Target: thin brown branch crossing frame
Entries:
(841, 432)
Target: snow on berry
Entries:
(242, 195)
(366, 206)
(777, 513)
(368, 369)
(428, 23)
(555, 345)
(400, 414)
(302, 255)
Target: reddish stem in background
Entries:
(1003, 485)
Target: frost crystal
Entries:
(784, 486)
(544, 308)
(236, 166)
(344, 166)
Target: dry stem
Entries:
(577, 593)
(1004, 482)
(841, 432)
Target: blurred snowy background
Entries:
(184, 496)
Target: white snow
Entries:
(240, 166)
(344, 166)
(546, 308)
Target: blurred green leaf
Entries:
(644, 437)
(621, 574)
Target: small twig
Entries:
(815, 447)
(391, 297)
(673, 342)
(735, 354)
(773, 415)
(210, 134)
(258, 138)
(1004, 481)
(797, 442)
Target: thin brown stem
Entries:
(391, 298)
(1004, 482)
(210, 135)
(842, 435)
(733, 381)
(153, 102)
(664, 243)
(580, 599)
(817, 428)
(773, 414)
• • • • • • •
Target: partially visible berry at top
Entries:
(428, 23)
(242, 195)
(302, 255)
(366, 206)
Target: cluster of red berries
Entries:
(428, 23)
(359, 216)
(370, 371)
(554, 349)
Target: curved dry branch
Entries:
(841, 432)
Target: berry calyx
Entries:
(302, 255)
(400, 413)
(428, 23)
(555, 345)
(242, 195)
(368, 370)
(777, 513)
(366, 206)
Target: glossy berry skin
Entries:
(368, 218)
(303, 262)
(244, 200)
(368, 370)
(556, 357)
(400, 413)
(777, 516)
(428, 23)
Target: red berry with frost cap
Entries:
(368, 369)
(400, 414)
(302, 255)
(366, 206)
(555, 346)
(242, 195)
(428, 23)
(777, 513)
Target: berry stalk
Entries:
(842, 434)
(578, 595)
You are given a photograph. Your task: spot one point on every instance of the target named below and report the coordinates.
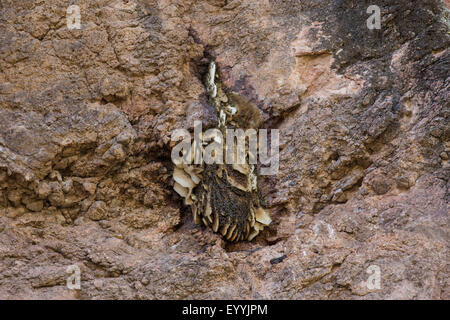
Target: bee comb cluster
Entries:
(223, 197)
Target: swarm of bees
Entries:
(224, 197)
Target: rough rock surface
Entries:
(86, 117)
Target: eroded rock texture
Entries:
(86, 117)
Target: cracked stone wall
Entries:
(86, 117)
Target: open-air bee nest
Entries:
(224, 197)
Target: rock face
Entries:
• • • • • • •
What needs to be done: Look through the entries above and report each line where the string "cluster" occurs.

Solution for this task:
Target: cluster of red berries
Target: bee comb cluster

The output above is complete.